*HOW TO COMPLETE THIS TASK:* Print the line containing "Reviewer note: every instance of the curly" and every line after it exactly as written, through the end of the records.

*TASK INPUT:*
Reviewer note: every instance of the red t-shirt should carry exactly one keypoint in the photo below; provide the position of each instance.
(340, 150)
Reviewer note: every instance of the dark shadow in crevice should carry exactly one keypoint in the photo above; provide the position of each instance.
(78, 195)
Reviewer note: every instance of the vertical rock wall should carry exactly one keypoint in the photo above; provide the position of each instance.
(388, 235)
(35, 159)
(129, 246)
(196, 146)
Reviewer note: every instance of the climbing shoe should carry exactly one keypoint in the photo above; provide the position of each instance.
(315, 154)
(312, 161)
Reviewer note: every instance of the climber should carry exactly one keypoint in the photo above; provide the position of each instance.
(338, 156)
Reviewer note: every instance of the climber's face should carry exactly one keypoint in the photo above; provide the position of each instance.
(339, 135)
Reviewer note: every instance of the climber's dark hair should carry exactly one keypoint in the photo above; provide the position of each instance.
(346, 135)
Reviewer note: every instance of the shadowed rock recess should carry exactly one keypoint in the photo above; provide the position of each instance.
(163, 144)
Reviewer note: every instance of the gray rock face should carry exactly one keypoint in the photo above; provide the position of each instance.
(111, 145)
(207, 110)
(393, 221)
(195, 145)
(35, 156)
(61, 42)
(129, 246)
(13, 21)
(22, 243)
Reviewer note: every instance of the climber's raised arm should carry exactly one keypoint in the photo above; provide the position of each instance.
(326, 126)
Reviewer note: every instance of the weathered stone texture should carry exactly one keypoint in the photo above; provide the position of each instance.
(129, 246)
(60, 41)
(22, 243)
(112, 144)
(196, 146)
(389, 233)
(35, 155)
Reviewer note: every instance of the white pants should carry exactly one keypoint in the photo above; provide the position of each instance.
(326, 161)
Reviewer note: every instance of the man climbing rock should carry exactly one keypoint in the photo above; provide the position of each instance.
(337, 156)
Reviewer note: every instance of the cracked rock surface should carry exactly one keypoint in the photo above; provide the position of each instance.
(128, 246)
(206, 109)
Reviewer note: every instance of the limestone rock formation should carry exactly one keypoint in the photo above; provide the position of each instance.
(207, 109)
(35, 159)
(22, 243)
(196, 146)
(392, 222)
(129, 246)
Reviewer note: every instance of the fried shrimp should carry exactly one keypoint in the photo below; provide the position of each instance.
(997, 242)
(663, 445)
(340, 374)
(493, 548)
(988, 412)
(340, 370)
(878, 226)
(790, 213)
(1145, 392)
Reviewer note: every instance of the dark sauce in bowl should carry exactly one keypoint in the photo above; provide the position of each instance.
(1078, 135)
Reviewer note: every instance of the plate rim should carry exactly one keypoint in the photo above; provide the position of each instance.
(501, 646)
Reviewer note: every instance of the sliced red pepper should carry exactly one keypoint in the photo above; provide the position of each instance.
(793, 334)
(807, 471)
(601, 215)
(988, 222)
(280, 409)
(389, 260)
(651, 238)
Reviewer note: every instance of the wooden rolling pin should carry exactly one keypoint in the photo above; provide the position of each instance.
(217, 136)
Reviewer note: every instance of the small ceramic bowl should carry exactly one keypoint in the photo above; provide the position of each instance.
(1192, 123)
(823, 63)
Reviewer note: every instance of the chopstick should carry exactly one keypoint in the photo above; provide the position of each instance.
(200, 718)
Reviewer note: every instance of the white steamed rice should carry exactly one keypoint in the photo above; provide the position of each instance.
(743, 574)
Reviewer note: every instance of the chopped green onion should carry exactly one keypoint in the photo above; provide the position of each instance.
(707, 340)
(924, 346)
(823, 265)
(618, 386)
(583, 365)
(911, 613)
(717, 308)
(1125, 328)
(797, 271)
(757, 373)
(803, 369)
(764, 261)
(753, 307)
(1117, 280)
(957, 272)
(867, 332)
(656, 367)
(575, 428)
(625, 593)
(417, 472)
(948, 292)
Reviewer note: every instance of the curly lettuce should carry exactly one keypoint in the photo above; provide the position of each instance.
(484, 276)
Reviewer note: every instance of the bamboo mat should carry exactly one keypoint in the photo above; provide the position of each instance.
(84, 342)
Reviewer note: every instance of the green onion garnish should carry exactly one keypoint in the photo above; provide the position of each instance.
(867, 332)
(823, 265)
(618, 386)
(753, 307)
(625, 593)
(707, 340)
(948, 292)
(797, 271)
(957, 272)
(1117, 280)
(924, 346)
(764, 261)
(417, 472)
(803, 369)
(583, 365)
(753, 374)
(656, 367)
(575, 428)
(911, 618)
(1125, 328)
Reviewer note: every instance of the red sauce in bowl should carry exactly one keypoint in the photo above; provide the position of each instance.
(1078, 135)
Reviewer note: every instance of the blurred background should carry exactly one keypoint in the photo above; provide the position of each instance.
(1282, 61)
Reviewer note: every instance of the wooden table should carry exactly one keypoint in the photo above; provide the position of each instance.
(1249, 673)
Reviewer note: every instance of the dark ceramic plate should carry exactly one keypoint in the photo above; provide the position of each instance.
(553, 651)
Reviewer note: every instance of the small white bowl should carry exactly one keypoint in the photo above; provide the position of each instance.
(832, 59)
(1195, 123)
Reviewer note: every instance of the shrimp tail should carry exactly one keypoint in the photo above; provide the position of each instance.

*ANSWER TO THIS EXERCISE:*
Reviewer note: every instance of the curly lettuce should carry exactly one keypoint in the photo above; provide the position of each instance.
(484, 276)
Reviewer note: every instance of the bamboo mat should carry exactly one keypoint in the photo above; provide the position of each instance.
(84, 342)
Reviewer note: every instance of the green onion garnish should carry exactly one keypoint in the photo above; provide the position of each instance.
(867, 332)
(823, 265)
(618, 386)
(753, 307)
(625, 593)
(707, 340)
(948, 292)
(797, 271)
(957, 272)
(1117, 280)
(924, 346)
(764, 261)
(417, 472)
(803, 369)
(583, 365)
(753, 374)
(656, 367)
(575, 428)
(911, 618)
(1125, 328)
Reviewer note: every instance of the red sauce in bowl should carry exactly one keypoint in the photo above; provide the position of each instance.
(1078, 135)
Reviewer note: every instance of the blurred background should carry exactly one keypoint in the photo above; provide the position of each instance.
(1282, 61)
Reviewer note: every instance of the wooden table should carry exactly one keypoint in the photo above; provide the position of each instance.
(1249, 673)
Reviewer note: every instance of the dark ceramic plate should carry exactly one keypoint in the photo above; provide the position of each instance.
(553, 651)
Reviewer note: every instance of the small white bowl should carry exactly one keypoint in the photo above; provide the position of each instance.
(832, 59)
(1195, 123)
Reviewer note: every instance of the shrimp tail should carry exactly one keypoint in the photo above; provide the position of each instance.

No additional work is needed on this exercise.